• [Task] Reproduce, character for character, the lines of the records from the line with "Target: young deer" to the line with "312 60 L 289", including both of those lines.

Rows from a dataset
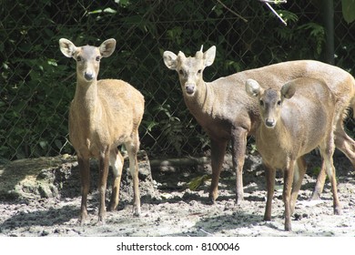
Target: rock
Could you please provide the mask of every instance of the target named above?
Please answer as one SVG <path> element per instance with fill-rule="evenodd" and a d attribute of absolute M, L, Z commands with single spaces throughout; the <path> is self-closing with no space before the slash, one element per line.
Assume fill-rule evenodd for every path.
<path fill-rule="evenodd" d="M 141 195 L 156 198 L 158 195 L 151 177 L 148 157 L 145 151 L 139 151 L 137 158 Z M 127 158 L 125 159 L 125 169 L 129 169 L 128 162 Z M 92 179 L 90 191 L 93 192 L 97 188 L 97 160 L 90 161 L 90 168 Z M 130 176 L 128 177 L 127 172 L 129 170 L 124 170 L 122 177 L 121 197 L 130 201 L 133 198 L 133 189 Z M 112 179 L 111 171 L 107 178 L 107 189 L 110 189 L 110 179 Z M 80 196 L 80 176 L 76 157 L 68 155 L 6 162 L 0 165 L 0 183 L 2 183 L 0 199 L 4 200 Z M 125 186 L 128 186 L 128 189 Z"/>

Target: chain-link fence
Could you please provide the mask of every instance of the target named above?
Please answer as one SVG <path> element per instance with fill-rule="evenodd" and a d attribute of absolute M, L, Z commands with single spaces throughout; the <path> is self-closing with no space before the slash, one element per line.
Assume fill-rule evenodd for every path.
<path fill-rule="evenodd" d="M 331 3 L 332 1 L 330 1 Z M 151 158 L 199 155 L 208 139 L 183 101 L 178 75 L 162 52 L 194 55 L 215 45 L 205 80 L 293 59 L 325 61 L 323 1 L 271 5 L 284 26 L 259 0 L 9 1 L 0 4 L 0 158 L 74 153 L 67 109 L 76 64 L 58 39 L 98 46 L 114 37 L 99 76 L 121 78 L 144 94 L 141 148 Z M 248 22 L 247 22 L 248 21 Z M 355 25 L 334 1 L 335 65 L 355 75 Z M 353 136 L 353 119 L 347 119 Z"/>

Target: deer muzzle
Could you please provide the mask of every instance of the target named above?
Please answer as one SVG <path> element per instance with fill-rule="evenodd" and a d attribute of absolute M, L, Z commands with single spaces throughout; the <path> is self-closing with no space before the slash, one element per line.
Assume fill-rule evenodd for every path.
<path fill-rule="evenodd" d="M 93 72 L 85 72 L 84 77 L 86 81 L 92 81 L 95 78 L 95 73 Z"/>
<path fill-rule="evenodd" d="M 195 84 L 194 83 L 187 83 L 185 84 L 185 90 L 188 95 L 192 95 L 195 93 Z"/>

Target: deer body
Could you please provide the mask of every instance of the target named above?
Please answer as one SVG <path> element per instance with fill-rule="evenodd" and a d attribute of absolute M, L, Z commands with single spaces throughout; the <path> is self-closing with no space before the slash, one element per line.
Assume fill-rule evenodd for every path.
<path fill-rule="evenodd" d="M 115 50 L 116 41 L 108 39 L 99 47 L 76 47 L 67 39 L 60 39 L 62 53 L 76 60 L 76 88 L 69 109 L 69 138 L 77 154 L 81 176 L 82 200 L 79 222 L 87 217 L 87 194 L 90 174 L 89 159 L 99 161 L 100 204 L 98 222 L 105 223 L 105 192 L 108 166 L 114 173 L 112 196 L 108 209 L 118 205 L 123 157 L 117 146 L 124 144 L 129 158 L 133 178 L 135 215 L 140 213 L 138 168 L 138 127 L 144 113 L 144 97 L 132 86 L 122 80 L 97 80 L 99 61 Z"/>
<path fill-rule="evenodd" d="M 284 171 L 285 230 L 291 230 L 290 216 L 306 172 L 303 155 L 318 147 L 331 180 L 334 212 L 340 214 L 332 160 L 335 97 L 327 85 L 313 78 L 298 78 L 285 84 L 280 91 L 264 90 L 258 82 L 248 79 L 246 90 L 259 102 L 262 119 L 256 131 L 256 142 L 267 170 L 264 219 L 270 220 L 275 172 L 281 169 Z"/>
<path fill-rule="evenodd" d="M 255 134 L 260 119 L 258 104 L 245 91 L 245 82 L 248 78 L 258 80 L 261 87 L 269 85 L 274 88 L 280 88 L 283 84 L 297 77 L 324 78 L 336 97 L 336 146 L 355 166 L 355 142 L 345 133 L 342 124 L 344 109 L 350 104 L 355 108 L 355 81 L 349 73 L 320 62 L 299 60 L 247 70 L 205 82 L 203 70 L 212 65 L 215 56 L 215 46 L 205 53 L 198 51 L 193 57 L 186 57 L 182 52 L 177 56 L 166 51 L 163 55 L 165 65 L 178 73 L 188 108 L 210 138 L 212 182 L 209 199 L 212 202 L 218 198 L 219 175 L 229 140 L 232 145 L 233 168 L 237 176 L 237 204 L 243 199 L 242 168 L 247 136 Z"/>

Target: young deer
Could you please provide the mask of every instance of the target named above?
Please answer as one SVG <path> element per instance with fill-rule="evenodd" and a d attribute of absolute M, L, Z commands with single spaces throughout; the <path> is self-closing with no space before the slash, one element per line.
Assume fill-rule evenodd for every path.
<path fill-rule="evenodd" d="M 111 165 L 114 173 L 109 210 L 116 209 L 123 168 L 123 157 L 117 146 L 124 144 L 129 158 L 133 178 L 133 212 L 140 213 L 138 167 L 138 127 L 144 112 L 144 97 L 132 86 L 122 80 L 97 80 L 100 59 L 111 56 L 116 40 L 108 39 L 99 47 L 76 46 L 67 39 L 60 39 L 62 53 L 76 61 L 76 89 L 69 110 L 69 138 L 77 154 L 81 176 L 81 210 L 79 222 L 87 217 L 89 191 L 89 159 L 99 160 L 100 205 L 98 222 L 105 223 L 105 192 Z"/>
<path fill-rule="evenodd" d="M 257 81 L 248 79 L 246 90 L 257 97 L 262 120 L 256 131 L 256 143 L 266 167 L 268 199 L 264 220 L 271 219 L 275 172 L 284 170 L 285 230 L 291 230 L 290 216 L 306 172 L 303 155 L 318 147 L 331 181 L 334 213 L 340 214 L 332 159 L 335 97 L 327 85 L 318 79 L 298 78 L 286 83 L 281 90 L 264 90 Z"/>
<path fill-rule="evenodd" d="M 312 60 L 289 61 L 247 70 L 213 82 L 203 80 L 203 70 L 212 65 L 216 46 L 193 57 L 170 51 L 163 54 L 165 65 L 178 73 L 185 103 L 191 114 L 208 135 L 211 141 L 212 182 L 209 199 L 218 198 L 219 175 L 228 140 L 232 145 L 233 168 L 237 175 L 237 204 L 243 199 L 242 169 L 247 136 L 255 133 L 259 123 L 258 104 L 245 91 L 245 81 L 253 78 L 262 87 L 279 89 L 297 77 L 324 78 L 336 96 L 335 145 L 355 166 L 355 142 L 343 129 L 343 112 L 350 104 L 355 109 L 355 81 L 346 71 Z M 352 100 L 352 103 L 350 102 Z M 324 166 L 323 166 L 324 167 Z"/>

---

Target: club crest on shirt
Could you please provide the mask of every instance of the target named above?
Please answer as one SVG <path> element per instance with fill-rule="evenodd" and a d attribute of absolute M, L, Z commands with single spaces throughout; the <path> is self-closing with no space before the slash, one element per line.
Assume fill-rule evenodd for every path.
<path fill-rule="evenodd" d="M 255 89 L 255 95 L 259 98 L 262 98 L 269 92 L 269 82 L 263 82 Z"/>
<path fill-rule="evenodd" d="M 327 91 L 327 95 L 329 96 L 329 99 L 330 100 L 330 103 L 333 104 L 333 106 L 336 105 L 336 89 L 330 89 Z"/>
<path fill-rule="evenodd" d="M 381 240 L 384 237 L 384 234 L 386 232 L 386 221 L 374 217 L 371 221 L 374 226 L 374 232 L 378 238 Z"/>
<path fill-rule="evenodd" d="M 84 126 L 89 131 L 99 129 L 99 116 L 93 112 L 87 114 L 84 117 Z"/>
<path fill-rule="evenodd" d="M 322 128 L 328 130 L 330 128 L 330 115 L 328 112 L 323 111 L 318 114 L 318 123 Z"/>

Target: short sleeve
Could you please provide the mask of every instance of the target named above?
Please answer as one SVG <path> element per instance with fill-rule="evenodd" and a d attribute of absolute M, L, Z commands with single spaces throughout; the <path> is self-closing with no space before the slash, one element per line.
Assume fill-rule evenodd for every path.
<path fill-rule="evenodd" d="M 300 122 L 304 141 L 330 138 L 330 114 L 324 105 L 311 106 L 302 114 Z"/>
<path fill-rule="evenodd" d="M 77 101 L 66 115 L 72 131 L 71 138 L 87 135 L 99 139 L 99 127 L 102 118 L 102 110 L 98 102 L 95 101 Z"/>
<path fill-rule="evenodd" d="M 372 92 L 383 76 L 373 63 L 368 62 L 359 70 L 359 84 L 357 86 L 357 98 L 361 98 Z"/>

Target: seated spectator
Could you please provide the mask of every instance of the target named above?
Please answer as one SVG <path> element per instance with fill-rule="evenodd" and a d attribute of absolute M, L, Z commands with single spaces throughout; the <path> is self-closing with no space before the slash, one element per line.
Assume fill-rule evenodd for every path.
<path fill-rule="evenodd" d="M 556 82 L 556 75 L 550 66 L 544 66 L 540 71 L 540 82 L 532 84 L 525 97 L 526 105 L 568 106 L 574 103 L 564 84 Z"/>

• [Output of the task]
Target: young deer
Could you please provide the mask of every instance of the target named above?
Please answer as one SVG <path> element per instance with fill-rule="evenodd" and a d attribute of absolute M, L, Z commands with single spaces throughout; the <path> is self-closing with no space before the slash, one element per line.
Assume fill-rule evenodd for every path.
<path fill-rule="evenodd" d="M 111 165 L 114 173 L 109 210 L 116 209 L 123 168 L 123 157 L 117 146 L 124 144 L 129 158 L 133 178 L 133 212 L 140 213 L 138 167 L 138 127 L 144 112 L 144 97 L 132 86 L 122 80 L 97 80 L 100 59 L 111 56 L 116 40 L 108 39 L 99 47 L 76 46 L 67 39 L 60 39 L 62 53 L 76 61 L 76 89 L 69 110 L 69 138 L 77 154 L 81 176 L 81 210 L 79 222 L 87 217 L 89 191 L 89 159 L 99 160 L 100 205 L 98 222 L 105 223 L 105 192 Z"/>
<path fill-rule="evenodd" d="M 257 81 L 248 79 L 246 90 L 257 97 L 262 120 L 256 131 L 256 143 L 266 167 L 268 199 L 264 220 L 271 219 L 275 172 L 284 170 L 285 230 L 291 230 L 290 216 L 306 172 L 303 155 L 318 147 L 331 181 L 334 213 L 340 214 L 332 159 L 335 97 L 327 85 L 318 79 L 298 78 L 286 83 L 281 90 L 264 90 Z"/>
<path fill-rule="evenodd" d="M 312 60 L 289 61 L 247 70 L 213 82 L 203 80 L 203 70 L 212 65 L 216 46 L 193 57 L 170 51 L 163 54 L 165 65 L 178 73 L 185 103 L 191 114 L 208 135 L 211 141 L 212 182 L 209 199 L 218 198 L 219 175 L 228 140 L 232 145 L 233 168 L 237 175 L 237 204 L 243 199 L 242 169 L 247 136 L 255 133 L 259 123 L 258 104 L 245 91 L 245 81 L 253 78 L 262 87 L 279 89 L 297 77 L 324 78 L 336 96 L 335 145 L 355 166 L 355 142 L 343 129 L 343 112 L 350 104 L 355 109 L 355 81 L 346 71 Z M 352 100 L 352 103 L 350 102 Z M 324 166 L 323 166 L 324 167 Z"/>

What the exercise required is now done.